◆ DATA ENTRIES:

◇ ◇ ◇ ◇

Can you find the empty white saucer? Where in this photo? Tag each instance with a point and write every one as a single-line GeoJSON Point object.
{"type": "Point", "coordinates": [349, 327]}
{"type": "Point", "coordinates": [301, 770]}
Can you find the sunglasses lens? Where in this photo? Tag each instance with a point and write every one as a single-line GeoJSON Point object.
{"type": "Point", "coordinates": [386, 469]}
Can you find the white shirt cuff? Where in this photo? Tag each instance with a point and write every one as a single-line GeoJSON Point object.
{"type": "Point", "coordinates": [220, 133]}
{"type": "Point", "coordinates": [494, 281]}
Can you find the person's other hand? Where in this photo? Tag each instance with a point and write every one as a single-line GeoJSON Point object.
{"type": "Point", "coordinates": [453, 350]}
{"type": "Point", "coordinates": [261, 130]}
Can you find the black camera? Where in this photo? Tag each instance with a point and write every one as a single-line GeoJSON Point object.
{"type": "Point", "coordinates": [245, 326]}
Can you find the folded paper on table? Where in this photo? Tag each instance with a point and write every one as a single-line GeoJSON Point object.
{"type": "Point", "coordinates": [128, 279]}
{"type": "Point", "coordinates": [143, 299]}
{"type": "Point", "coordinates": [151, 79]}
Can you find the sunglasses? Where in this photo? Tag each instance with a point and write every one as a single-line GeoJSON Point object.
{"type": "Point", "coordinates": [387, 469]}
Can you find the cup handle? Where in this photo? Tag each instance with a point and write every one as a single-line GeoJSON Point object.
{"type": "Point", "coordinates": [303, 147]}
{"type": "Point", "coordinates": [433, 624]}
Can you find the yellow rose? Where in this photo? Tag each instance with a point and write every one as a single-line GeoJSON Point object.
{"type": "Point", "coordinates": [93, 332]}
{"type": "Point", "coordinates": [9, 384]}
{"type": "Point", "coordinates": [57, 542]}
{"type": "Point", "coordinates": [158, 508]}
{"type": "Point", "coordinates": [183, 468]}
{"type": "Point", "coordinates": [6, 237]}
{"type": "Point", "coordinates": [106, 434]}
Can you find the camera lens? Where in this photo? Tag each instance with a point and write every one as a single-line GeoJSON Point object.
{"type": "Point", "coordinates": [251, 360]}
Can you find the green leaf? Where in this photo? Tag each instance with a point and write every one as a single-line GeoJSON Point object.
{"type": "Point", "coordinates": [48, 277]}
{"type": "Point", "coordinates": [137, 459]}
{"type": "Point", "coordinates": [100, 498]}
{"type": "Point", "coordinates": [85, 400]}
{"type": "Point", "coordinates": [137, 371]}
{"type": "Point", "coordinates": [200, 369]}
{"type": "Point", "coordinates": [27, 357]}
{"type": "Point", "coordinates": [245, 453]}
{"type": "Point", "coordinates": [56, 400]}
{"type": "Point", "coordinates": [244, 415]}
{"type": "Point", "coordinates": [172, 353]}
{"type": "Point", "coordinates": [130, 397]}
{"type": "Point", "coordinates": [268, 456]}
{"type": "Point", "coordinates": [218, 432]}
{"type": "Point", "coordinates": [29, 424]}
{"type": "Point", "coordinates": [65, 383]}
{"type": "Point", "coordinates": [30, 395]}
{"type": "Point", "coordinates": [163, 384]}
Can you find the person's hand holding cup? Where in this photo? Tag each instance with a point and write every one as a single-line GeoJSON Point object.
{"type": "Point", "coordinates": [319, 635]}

◇ ◇ ◇ ◇

◆ THE EXERCISE: Convert every line of the rows above into a JSON array of strings, one string per line, with blank lines omitted.

◆ REPLY:
[
  "Can you find the empty white saucer? Where in this photo? Tag each instance with a point and write every one as a single-line GeoJSON Point object.",
  "{\"type\": \"Point\", \"coordinates\": [349, 327]}",
  "{\"type\": \"Point\", \"coordinates\": [301, 770]}",
  "Can you find the sunglasses lens? Where in this photo? Tag each instance with a point and write every one as a single-line GeoJSON Point object.",
  "{\"type\": \"Point\", \"coordinates\": [386, 469]}",
  "Can you find the white shirt cuff? Where in this photo? Tag each instance with a point and write every one as a single-line GeoJSON Point object.",
  "{\"type\": \"Point\", \"coordinates\": [220, 133]}",
  "{\"type\": \"Point\", \"coordinates\": [494, 281]}",
  "Can you find the person's other hand? Where in this photo? Tag each instance with a point and write every one as a single-line GeoJSON Point object.",
  "{\"type\": \"Point\", \"coordinates\": [453, 350]}",
  "{\"type\": \"Point\", \"coordinates\": [261, 130]}",
  "Can you find the black camera? Where in this photo? Tag each instance with a point and write every one as a single-line GeoJSON Point object.",
  "{\"type\": \"Point\", \"coordinates\": [245, 326]}",
  "Can you find the folded paper on table? Where in this photo? Tag each instance with a point and write every one as a single-line GeoJSON Point object.",
  "{\"type\": \"Point\", \"coordinates\": [128, 279]}",
  "{\"type\": \"Point\", \"coordinates\": [143, 299]}",
  "{\"type\": \"Point\", \"coordinates\": [151, 79]}",
  "Can you find the sunglasses? Where in this photo? Tag each instance with a point and write every one as a single-line GeoJSON Point object.",
  "{\"type\": \"Point\", \"coordinates\": [387, 469]}",
  "Can you find the cup handle? Where in this photo? Tag each instance with a point and write every one as a single-line GeoJSON Point object.",
  "{\"type\": \"Point\", \"coordinates\": [303, 147]}",
  "{\"type\": \"Point\", \"coordinates\": [433, 624]}",
  "Can you find the yellow rose? Where in this photo? Tag each instance with a point and write every one as a single-line GeoJSON Point object.",
  "{\"type\": \"Point\", \"coordinates\": [93, 332]}",
  "{\"type\": \"Point\", \"coordinates\": [9, 384]}",
  "{\"type\": \"Point\", \"coordinates\": [57, 542]}",
  "{\"type\": \"Point\", \"coordinates\": [158, 508]}",
  "{\"type\": \"Point\", \"coordinates\": [183, 468]}",
  "{\"type\": \"Point\", \"coordinates\": [6, 237]}",
  "{\"type\": \"Point\", \"coordinates\": [106, 434]}",
  "Can you find the camera lens? Where in this photo? Tag each instance with a point and write every one as a single-line GeoJSON Point object.",
  "{\"type\": \"Point\", \"coordinates\": [251, 360]}",
  "Can you find the green leaf? Where in this photo? Tag each instance with a point and write every one as a single-line GeoJSON Point object.",
  "{\"type\": \"Point\", \"coordinates\": [48, 277]}",
  "{\"type\": \"Point\", \"coordinates\": [137, 459]}",
  "{\"type\": \"Point\", \"coordinates\": [100, 498]}",
  "{\"type\": \"Point\", \"coordinates\": [85, 400]}",
  "{\"type\": \"Point\", \"coordinates\": [137, 371]}",
  "{\"type\": \"Point\", \"coordinates\": [200, 369]}",
  "{\"type\": \"Point\", \"coordinates\": [27, 357]}",
  "{\"type\": \"Point\", \"coordinates\": [245, 453]}",
  "{\"type\": \"Point\", \"coordinates\": [56, 400]}",
  "{\"type\": \"Point\", \"coordinates\": [244, 415]}",
  "{\"type\": \"Point\", \"coordinates\": [172, 353]}",
  "{\"type\": \"Point\", \"coordinates\": [130, 397]}",
  "{\"type\": \"Point\", \"coordinates\": [268, 456]}",
  "{\"type\": \"Point\", \"coordinates\": [218, 432]}",
  "{\"type\": \"Point\", \"coordinates\": [29, 424]}",
  "{\"type\": \"Point\", \"coordinates\": [65, 383]}",
  "{\"type\": \"Point\", \"coordinates\": [30, 395]}",
  "{\"type\": \"Point\", \"coordinates\": [163, 384]}",
  "Can you find the person's hand holding cup? Where in this photo? Tag each instance with a point and write every one as a single-line GeoJSON Point object.",
  "{\"type\": \"Point\", \"coordinates\": [319, 635]}"
]